* PROBLEM DETAILS
Copy every line of the records below word for word, leaving out the pictures.

* ENTRIES SUPPLIED

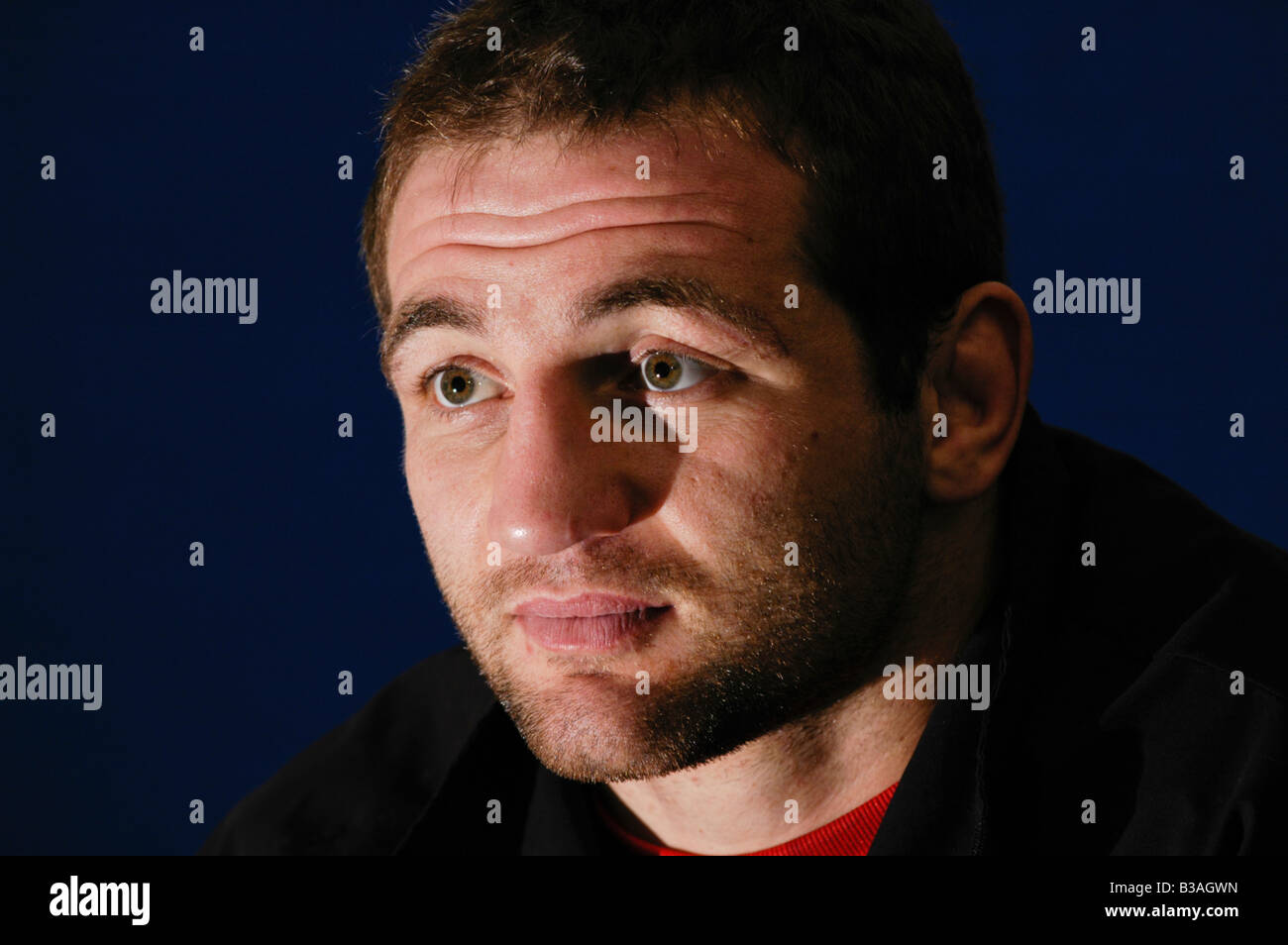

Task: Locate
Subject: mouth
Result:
[511,593,673,653]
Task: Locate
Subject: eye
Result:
[640,352,717,391]
[425,365,501,409]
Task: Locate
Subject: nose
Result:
[486,382,651,556]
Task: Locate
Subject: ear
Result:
[921,282,1033,502]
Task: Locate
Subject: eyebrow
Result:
[380,269,789,377]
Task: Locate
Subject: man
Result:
[203,0,1288,854]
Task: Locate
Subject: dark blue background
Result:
[0,0,1288,854]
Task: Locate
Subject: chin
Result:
[507,678,675,783]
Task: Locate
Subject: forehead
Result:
[386,129,803,306]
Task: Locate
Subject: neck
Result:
[604,484,999,854]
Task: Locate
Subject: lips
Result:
[511,593,671,653]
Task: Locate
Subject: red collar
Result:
[595,782,899,856]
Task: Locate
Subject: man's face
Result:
[386,122,922,782]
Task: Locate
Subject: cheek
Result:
[403,441,486,569]
[664,417,808,549]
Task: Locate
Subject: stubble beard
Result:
[441,414,922,783]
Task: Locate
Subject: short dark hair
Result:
[362,0,1006,411]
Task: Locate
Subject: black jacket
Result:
[201,405,1288,855]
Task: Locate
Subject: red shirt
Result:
[596,782,899,856]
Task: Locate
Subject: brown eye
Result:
[434,367,476,407]
[643,352,684,390]
[640,352,718,390]
[425,365,505,409]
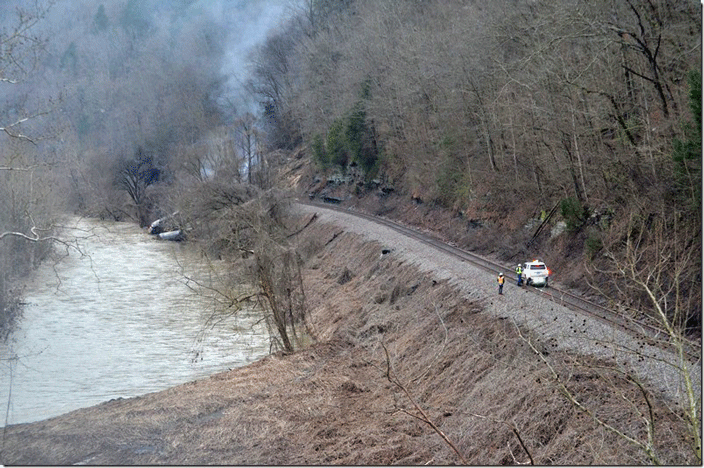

* FULL ANSWER
Task: Locate
Subject: mouth
Result:
[511,593,673,653]
Task: Locate
Subject: eye
Result:
[640,352,717,391]
[425,365,501,409]
Task: Locate
Subject: nose
Result:
[486,382,651,556]
Task: Locate
Subject: ear
Result:
[921,282,1033,502]
Task: Locate
Subject: eyebrow
Result:
[380,269,789,377]
Task: Locate
Subject: man
Result:
[203,0,1288,854]
Task: Locate
Subject: dark blue background
Result:
[0,0,1288,854]
Task: Locate
Subject: chin
Result:
[507,678,675,783]
Task: Locate
Subject: forehead
Result:
[386,129,803,306]
Task: Locate
Subject: neck
Result:
[604,484,999,854]
Task: Locate
Subject: lips
Result:
[511,593,671,653]
Task: Locate
Subject: red collar
Result:
[595,782,899,856]
Task: Locate
Subject: man's face
Result:
[386,122,922,782]
Task: Locate
Subject: cheek
Result:
[403,441,486,569]
[664,417,808,549]
Task: Locate
Subject: stubble beard
Result:
[441,414,922,783]
Task: Locate
Subject: short dark hair
Result:
[362,0,1006,411]
Task: Locate
Subject: black jacket
Result:
[201,405,1288,855]
Task: Locate
Subject: red shirt
Result:
[596,782,899,856]
Task: Locate
Subject: brown eye
Result:
[434,367,476,407]
[643,352,684,390]
[640,352,718,390]
[425,365,505,409]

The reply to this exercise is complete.